▸ **Your goal**
Retype the passage below on the Golden Chersonese word for word, starting at "The Golden Chersonese or" and ending at "Ptolemy's 2nd-century Geography.".

___ Selection ___

The Golden Chersonese or Golden Khersonese (, Chrysḗ Chersónēsos; ), meaning the Golden Peninsula, was the name used for the Malay Peninsula by Greek and Roman geographers in classical antiquity, most famously in Claudius Ptolemy's 2nd-century Geography.

Name
The earliest references to a fabulous land of gold that could be interpreted as places in South East Asia may be found in Indian literature.  In Ramayana, there are mentions of Suvarnabhumi (Land of Gold) and Suvarnadvipa (the Golden Island or Peninsula, where dvipa might refer to either a peninsula or an island) Greek knowledge of lands further to their east improved after the conquests of Alexander the Great, but specific references to places in South East Asia did not appear until after the rise of the Roman Empire. Greek and Roman geographers Eratosthenes, Dionysius Periegetes, and Pomponius Mela had written about a Golden Isle (Khrysē, Chryse Insula), which some in modern times argued to mean Sumatra while excluding the Malay Peninsula. Pliny in Natural History, however, referred to Chryse as both a promontory and an island.

Ptolemy's Geography, based on the work by Marinus of Tyre, contains the best-known and perhaps the earliest reference to the Golden Chersonese. However, Geography includes information added by later geographers, and the first specific mention of the Golden Chersonese may be in the work of Marcian of Heraclea. Chersonese means peninsula in Greek, and although a few early scholars had attempted to link the Golden Chersonese with Lower Burma, the term is now generally accepted to mean the Malay Peninsula.  The Malay Peninsula is thought to have been a producer of gold in ancient times, and gold mines in Patani and Pahang were still mentioned in the 17th century by the Malay-Portuguese writer Godinho de Erédia.  Although gold is now not a major product of modern-day Malaysia, it is still being mined, for example in Raub in Pahang.

___ Material provided ___

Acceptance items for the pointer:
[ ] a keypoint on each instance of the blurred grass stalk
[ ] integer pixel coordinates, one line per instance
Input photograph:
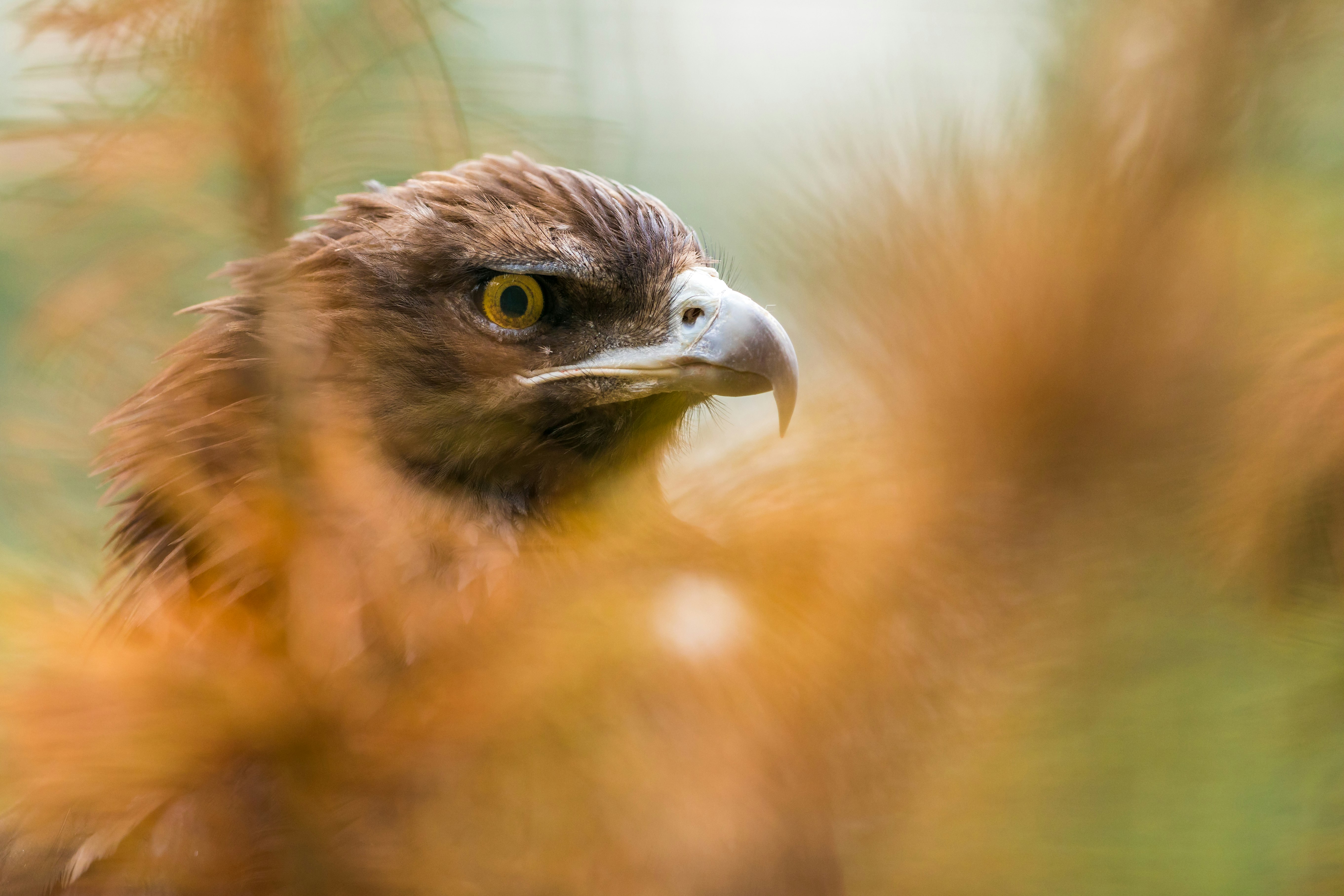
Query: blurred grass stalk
(1087, 412)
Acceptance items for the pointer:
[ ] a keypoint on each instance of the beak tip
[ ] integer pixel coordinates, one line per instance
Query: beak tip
(784, 401)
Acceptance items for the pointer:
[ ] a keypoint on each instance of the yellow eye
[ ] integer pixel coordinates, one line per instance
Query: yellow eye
(514, 301)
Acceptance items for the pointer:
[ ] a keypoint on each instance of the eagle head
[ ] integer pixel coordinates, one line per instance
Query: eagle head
(515, 330)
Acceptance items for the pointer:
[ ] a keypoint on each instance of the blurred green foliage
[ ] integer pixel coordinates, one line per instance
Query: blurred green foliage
(1187, 738)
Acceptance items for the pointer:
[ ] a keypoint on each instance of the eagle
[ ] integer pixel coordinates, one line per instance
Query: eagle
(397, 404)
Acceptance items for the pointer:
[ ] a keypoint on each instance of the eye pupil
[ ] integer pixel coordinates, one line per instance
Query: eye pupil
(514, 301)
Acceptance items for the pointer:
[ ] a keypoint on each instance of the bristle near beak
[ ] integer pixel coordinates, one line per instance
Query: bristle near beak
(721, 343)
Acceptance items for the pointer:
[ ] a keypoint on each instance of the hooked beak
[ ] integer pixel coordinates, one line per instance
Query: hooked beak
(722, 343)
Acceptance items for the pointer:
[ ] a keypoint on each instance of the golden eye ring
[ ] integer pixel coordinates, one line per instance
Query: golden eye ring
(514, 301)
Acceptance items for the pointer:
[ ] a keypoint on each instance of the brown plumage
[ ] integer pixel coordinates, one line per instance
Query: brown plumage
(339, 507)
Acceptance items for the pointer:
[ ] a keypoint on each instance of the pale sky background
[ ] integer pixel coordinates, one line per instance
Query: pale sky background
(712, 104)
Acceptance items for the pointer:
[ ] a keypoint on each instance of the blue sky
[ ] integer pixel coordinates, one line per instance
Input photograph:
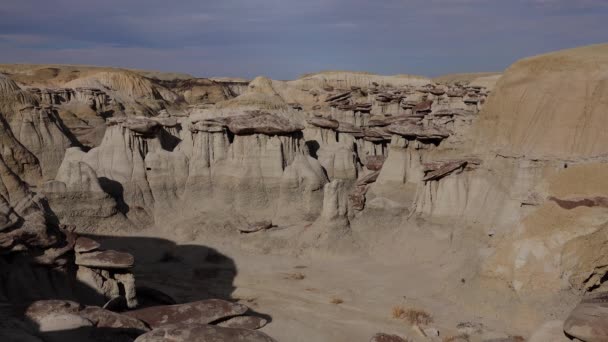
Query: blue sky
(283, 38)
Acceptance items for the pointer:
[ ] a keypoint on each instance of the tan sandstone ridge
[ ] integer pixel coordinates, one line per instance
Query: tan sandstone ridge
(476, 199)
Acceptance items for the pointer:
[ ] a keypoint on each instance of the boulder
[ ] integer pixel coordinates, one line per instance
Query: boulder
(105, 259)
(262, 123)
(102, 318)
(256, 226)
(589, 320)
(202, 333)
(201, 312)
(444, 170)
(323, 122)
(374, 163)
(550, 331)
(42, 308)
(381, 337)
(84, 245)
(142, 125)
(422, 107)
(244, 322)
(414, 131)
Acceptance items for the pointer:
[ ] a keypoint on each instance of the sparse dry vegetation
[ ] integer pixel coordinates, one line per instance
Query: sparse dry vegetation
(336, 300)
(457, 338)
(295, 276)
(398, 312)
(412, 316)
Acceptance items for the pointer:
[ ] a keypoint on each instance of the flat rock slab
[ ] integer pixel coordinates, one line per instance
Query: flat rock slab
(42, 308)
(381, 337)
(201, 312)
(102, 318)
(262, 123)
(323, 122)
(256, 226)
(374, 163)
(202, 333)
(105, 259)
(84, 245)
(589, 320)
(244, 322)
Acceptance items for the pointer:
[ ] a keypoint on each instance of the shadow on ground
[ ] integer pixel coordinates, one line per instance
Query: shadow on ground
(185, 273)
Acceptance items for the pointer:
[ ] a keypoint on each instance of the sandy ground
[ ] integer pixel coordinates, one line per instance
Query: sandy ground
(325, 297)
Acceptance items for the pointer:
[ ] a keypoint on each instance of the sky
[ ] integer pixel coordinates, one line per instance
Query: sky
(283, 39)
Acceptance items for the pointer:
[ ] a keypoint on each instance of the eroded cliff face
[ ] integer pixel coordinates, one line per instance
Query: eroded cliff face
(507, 176)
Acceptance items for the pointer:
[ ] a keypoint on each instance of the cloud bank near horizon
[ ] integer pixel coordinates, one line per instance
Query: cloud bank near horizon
(284, 38)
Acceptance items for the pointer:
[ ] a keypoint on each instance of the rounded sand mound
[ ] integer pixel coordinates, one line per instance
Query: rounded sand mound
(551, 105)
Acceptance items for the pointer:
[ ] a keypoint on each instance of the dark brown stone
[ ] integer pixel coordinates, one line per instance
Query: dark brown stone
(424, 106)
(324, 122)
(589, 319)
(201, 312)
(444, 170)
(202, 333)
(262, 123)
(374, 163)
(105, 259)
(414, 131)
(256, 227)
(381, 337)
(597, 201)
(244, 322)
(102, 318)
(368, 179)
(84, 245)
(39, 309)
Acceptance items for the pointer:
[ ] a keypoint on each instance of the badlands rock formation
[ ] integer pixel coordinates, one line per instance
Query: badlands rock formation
(487, 188)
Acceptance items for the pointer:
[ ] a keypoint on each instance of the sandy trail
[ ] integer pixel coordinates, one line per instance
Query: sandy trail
(322, 298)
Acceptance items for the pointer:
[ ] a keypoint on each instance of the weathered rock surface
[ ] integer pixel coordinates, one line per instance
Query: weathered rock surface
(105, 259)
(202, 333)
(589, 320)
(382, 337)
(244, 322)
(201, 312)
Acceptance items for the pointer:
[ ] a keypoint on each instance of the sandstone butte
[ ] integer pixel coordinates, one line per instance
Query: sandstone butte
(338, 206)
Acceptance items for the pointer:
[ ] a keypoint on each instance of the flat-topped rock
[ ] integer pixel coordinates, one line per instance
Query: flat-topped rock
(414, 131)
(453, 112)
(376, 134)
(166, 121)
(323, 122)
(374, 163)
(256, 227)
(102, 318)
(444, 169)
(105, 259)
(262, 123)
(201, 312)
(39, 309)
(589, 320)
(244, 322)
(368, 179)
(84, 245)
(383, 121)
(202, 333)
(424, 106)
(381, 337)
(141, 125)
(345, 127)
(339, 96)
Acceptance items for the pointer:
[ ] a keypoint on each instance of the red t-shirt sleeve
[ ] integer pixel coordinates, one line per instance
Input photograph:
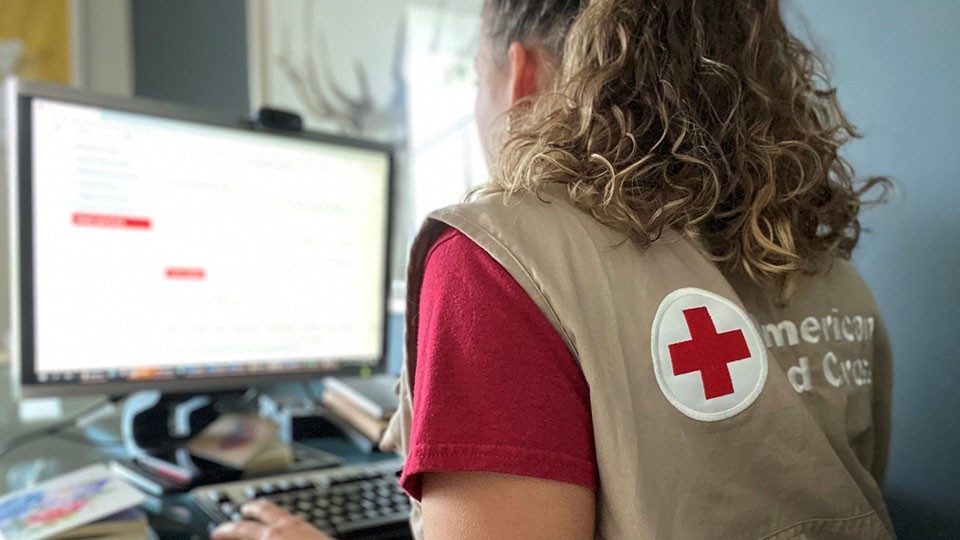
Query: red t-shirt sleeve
(496, 389)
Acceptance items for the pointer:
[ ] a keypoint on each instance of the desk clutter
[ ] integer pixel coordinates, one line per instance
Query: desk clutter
(361, 407)
(243, 442)
(88, 503)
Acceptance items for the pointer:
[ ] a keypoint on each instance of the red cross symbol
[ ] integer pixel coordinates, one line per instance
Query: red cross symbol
(708, 352)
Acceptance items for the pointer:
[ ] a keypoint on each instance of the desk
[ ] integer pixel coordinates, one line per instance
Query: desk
(173, 517)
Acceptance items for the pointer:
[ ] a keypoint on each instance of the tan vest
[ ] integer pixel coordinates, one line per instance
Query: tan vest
(800, 458)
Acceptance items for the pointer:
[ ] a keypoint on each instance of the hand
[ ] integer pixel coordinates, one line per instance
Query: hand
(271, 523)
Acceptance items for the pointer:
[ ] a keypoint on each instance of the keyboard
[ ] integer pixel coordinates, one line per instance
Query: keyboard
(363, 501)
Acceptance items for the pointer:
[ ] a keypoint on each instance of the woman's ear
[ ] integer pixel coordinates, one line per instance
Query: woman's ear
(525, 67)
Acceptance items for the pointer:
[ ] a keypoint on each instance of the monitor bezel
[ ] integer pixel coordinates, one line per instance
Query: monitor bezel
(20, 95)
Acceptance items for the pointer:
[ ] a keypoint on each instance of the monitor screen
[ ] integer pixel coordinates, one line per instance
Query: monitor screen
(166, 249)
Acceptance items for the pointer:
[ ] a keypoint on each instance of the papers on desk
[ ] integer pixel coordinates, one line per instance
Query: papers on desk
(55, 508)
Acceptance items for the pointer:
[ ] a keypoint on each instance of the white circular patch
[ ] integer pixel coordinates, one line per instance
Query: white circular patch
(708, 357)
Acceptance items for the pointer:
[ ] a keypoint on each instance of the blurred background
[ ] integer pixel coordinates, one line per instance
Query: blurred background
(401, 71)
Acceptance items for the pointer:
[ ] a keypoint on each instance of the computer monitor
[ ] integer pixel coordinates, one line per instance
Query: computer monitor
(158, 247)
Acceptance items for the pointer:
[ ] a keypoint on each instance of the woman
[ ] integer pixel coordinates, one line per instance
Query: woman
(647, 326)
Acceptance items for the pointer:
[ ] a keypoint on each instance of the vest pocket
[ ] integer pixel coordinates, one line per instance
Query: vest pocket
(867, 526)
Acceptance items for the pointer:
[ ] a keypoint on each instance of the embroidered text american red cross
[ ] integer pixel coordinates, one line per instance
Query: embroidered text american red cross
(708, 352)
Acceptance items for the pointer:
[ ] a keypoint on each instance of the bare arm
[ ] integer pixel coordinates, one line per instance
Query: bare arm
(473, 506)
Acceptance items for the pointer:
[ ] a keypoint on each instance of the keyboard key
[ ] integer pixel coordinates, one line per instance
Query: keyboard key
(389, 519)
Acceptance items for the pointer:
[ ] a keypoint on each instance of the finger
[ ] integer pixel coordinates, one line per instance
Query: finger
(240, 530)
(264, 512)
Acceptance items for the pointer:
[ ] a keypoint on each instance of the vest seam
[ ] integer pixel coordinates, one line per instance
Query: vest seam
(872, 512)
(454, 219)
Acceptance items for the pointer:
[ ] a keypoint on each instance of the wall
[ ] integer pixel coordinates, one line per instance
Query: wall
(897, 67)
(192, 52)
(103, 46)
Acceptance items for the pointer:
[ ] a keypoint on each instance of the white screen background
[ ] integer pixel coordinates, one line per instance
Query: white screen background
(282, 241)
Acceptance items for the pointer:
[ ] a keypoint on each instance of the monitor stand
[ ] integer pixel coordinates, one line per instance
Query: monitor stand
(154, 429)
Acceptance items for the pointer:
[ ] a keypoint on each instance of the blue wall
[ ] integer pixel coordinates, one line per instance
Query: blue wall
(897, 67)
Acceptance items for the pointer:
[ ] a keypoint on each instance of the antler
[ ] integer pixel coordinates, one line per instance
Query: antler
(318, 90)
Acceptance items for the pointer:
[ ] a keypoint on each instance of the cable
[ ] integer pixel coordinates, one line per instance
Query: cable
(12, 444)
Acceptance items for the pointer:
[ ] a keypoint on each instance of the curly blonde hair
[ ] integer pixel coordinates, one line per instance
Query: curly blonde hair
(705, 116)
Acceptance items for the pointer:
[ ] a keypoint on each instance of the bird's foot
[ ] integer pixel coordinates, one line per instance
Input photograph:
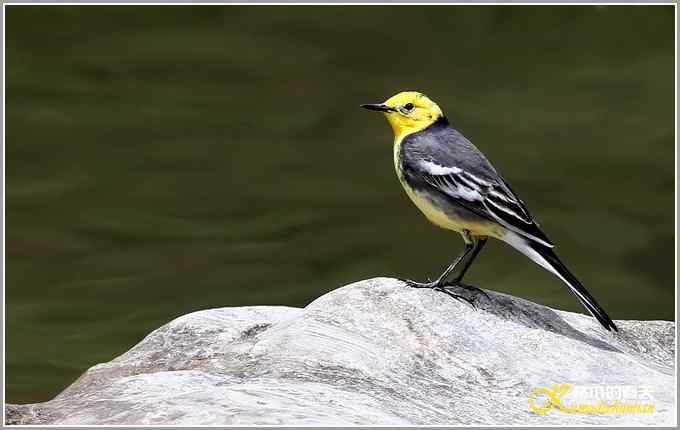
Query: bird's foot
(458, 283)
(440, 286)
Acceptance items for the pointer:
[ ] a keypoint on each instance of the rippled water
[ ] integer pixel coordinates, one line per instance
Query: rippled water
(165, 160)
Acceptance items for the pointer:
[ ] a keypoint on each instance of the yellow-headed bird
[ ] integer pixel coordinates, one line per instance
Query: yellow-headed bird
(458, 189)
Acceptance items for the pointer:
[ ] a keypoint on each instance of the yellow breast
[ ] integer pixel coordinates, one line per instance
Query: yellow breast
(436, 215)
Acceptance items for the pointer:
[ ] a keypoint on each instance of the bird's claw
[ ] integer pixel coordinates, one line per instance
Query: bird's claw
(441, 287)
(468, 287)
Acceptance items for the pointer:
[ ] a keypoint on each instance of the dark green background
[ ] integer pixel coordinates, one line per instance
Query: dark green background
(162, 160)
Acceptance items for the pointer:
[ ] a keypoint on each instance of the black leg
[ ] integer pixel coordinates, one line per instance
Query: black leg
(440, 281)
(458, 280)
(479, 244)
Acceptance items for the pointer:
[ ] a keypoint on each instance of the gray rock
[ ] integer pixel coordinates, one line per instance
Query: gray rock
(374, 352)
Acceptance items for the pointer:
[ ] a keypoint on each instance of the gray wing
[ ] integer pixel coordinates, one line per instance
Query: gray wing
(451, 165)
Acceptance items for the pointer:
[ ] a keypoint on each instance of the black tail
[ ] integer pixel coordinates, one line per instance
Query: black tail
(576, 287)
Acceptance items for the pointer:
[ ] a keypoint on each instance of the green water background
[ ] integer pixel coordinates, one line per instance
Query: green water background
(162, 160)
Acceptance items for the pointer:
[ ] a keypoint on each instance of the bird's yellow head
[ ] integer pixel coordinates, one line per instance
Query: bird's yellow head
(408, 112)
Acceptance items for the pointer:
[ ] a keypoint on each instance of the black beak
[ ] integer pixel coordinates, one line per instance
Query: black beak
(381, 107)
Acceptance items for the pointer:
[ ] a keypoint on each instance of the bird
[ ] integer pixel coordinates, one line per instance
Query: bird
(456, 187)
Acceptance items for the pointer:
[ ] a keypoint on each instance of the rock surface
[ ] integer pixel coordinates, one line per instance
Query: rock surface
(373, 352)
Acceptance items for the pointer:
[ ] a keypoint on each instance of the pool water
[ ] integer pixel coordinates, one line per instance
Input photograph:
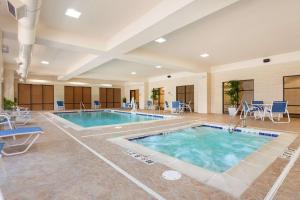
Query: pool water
(102, 118)
(210, 148)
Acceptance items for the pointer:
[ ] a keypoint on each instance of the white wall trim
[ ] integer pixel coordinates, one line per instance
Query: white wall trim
(173, 76)
(275, 59)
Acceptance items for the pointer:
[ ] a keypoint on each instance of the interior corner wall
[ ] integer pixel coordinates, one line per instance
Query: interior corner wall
(200, 89)
(8, 84)
(268, 82)
(141, 88)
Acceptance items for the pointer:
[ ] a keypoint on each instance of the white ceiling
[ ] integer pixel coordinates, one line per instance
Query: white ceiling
(245, 30)
(121, 70)
(60, 60)
(100, 19)
(234, 31)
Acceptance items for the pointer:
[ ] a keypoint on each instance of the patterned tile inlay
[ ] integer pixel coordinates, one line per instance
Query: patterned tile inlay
(288, 154)
(140, 157)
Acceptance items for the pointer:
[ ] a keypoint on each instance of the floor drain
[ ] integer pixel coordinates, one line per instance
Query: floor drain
(171, 175)
(288, 153)
(140, 157)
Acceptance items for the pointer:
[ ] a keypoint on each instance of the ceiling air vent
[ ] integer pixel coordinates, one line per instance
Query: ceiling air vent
(5, 49)
(16, 8)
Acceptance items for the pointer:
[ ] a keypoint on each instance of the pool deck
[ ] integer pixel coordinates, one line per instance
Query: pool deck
(82, 164)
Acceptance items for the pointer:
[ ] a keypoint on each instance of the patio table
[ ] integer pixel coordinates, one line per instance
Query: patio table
(265, 108)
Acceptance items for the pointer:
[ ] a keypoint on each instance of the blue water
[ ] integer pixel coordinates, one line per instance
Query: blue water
(210, 148)
(102, 118)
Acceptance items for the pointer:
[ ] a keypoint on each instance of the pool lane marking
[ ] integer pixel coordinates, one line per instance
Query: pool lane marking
(138, 129)
(110, 163)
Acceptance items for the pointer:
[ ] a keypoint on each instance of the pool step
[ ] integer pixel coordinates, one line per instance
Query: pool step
(143, 158)
(287, 154)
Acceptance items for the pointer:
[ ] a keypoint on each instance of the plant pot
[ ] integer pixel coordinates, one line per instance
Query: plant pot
(232, 111)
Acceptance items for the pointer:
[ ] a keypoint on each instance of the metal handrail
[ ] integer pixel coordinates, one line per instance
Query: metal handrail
(82, 106)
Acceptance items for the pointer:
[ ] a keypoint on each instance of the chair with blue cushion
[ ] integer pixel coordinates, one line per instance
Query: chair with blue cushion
(97, 104)
(167, 106)
(32, 132)
(1, 147)
(149, 105)
(277, 111)
(176, 107)
(257, 112)
(60, 105)
(258, 104)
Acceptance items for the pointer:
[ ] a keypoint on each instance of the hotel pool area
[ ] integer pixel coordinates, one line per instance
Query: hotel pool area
(211, 148)
(106, 117)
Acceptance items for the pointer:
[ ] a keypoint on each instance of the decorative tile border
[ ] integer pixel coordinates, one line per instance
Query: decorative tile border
(236, 179)
(55, 115)
(143, 158)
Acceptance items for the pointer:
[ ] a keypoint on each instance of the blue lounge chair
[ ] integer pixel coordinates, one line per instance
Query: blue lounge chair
(128, 106)
(167, 106)
(149, 105)
(255, 110)
(278, 109)
(60, 105)
(32, 132)
(176, 107)
(5, 120)
(97, 104)
(1, 147)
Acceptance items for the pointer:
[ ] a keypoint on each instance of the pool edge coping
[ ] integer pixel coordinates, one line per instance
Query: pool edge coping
(80, 128)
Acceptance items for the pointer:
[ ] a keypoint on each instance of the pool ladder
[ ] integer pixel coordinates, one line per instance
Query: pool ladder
(82, 106)
(241, 121)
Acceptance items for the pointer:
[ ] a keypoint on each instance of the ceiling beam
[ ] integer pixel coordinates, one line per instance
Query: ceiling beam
(165, 62)
(165, 18)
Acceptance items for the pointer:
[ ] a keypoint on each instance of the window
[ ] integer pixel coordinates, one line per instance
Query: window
(185, 94)
(246, 93)
(291, 93)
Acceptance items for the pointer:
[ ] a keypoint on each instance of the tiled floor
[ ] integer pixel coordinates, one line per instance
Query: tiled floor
(59, 166)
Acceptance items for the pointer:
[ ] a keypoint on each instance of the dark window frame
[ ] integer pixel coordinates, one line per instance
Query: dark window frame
(223, 94)
(283, 92)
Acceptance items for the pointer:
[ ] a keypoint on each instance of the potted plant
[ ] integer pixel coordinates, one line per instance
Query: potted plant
(233, 93)
(9, 104)
(154, 94)
(124, 102)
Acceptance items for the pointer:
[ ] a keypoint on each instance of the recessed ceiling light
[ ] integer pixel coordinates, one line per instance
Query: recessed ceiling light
(77, 83)
(44, 62)
(37, 81)
(72, 13)
(160, 40)
(204, 55)
(106, 85)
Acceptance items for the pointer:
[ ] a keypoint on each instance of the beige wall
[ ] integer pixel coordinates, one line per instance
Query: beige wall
(135, 86)
(268, 82)
(8, 84)
(200, 82)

___

▸ **Exercise answer**
The Golden Chersonese or Golden Khersonese (, Chrysḗ Chersónēsos; ), meaning the Golden Peninsula, was the name used for the Malay Peninsula by Greek and Roman geographers in classical antiquity, most famously in Claudius Ptolemy's 2nd-century Geography.